··· SELECTED EXCERPT ···
Re-Attracting Young Voters Back to the Obama Coalition

Matt Bai's piece in the New York Times Magazine chronicles the emerging tensions between the White House and the Congress as they strategize for the 2010 mid-terms. Within the piece, Bai discusses the generational dynamic at play as the DNC (what is now the Obama-backed OFA) is pushing congressional candidates (against their wills) to make their pitches to voters normally perceived as unreliable.

...The lesson that Plouffe and his operation took away from the dismal 2009 elections is that Obama can act like a matchmaker of sorts, introducing the party’s candidates to new voters and vouching for their intentions, but it’s only going to matter if the candidates themselves embrace the so-called new politics. What that means, practically speaking, is that the White House is urging candidates to divert a fair amount of their time and money — traditionally used for buying TV ads and rallying core constituencies — to courting volunteers and voters who haven’t generally been reliable Democrats.

This is not what members of Congress or their campaign managers are trained to do, and it has created something of a cultural chasm between the White House and the party apparatus. There is a strong generational component here. With some exceptions, Obama’s passion for organizing finds more enthusiasm among candidates closer to the president’s age and newer to politics (candidates like Senator Michael Bennet of Colorado), while older Democrats have a harder time imagining that a bunch of volunteers and a dozen virtual town-hall meetings are going to matter more than labor endorsements and some killer 30-second spots...

[...]

By Democratic Party standards, this is a relatively muted internal disagreement. But it nonetheless points to the emergence of rival schools of thought within the party when it comes to Obama’s importance as a party leader. Some see him as having transformed both the electorate and the nature of campaigning in what could be a lasting and fundamental way, meaning that things are possible now — both in terms of liberal governance and winning elections — that did not seem possible before. Others view 2008 mostly as a cathartic election that had more to do with conditions in the country than with Obama’s peculiar magic, and they don’t think the party should assume that there are millions of new voters out there who can be tapped if you just knock on the right doors. These two worldviews coexist uneasily among the party’s elected officials and candidates, young and old, in every part of the country — sometimes just hours apart.

The congressional camp within the Democratic Party reflects the status quo that continues to claim that new voters -- including young voters -- don't vote and are apathetic. What they refuse to understand is that we are civically active; we do vote when we are genuinely engaged in a conversation about issues through a medium relevant to our lifestyles. These labor endorsements and "killer" television ads are almost as boring as network news these days. Instead, we should be investing in the peer-to-peer voting drives and organizing work that have already increased the youth vote for three straight elections. From Mike Connery's Journalist Cheat Sheet:

Tip #5: If you insist on reporting the same old story that young people vote at a lower rate than the rest of the electorate, then you have an obligation to also inform your readers/viewers/listeners that youth turnout has increased for 3 years straight, and is at its highest level in over a decade. You also have an obligation to note that in 2006 the youth vote swung a number of important federal races, including pushing Democratic candidates Jon Tester, Jim Webb, and Joe Courtney over the top.

Source: Historical voting patterns (pdf), Impact on Races (pdf), Midterm Turnout (pdf).
···
WHAT IS ASKED>
(1) Which Democratic candidates does the post on re-attracting young voters say the youth vote pushed over the top in 2006? List them all.
(2) Why does the post on re-attracting young voters say Democrats should invest in peer-to-peer voting drives and organizing work? Answer in one to three sentences.
··· DATA SUPPLIED ···
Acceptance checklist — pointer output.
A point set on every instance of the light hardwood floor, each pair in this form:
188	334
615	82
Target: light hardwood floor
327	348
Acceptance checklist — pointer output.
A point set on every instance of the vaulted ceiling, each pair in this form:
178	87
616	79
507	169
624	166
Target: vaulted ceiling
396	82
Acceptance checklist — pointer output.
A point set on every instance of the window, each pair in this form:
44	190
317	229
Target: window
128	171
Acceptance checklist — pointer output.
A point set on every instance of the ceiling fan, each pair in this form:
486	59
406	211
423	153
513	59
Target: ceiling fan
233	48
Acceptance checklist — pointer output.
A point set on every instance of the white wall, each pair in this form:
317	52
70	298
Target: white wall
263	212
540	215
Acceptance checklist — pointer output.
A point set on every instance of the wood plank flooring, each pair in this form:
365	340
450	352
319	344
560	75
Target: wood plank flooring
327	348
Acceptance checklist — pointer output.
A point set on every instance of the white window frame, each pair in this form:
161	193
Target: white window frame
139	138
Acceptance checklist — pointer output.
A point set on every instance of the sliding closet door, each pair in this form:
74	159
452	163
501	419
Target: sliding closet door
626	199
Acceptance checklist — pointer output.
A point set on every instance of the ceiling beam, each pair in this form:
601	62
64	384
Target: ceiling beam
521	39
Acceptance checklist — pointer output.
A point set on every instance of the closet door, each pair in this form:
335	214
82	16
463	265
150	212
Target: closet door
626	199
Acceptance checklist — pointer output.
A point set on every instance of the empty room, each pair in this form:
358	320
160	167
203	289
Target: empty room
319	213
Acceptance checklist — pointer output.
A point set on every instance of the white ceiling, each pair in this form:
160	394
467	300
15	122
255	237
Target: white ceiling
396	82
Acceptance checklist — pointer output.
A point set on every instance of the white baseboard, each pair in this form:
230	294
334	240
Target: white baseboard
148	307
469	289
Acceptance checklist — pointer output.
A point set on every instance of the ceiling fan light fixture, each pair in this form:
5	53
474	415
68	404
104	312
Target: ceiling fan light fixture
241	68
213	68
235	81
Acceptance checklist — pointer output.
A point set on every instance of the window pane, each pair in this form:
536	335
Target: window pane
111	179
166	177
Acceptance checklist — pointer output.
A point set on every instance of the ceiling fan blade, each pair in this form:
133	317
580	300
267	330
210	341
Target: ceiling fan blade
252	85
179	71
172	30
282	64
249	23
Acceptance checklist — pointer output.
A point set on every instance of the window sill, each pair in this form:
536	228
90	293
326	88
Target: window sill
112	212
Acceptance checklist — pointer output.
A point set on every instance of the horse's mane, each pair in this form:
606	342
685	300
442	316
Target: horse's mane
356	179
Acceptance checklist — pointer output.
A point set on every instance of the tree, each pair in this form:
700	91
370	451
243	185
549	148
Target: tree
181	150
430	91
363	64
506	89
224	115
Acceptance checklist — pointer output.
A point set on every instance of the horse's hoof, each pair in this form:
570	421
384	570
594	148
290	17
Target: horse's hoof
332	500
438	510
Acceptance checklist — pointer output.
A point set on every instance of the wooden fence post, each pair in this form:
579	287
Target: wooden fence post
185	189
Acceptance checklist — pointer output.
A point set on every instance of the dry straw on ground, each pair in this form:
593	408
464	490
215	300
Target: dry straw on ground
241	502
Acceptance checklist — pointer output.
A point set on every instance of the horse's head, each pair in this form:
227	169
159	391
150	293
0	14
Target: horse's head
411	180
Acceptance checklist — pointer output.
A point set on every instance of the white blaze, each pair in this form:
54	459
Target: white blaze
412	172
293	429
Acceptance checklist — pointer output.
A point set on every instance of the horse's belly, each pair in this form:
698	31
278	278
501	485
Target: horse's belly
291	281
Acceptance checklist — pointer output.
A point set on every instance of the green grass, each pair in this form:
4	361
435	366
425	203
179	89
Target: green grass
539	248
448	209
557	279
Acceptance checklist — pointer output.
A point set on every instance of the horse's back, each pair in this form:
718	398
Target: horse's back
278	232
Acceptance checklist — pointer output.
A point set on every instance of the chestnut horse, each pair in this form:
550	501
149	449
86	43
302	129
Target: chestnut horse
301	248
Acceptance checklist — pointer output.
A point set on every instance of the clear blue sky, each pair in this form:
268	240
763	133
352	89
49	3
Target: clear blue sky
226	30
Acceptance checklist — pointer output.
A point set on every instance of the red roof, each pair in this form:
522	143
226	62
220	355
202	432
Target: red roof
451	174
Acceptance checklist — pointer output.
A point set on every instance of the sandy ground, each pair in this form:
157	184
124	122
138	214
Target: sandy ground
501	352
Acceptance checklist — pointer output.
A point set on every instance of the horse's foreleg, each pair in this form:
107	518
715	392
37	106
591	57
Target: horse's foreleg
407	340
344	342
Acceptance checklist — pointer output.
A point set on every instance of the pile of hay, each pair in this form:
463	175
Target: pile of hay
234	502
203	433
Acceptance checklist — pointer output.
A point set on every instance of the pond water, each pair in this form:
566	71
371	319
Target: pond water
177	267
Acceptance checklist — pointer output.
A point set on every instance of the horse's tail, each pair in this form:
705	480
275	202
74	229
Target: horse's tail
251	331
···
SOLUTIONS TO THE TASKS>
(1) Jon Tester, Jim Webb, and Joe Courtney.

(2) That work has already increased the youth vote for three straight elections. Young voters vote when they are genuinely engaged in a conversation about issues through a medium relevant to their lifestyles.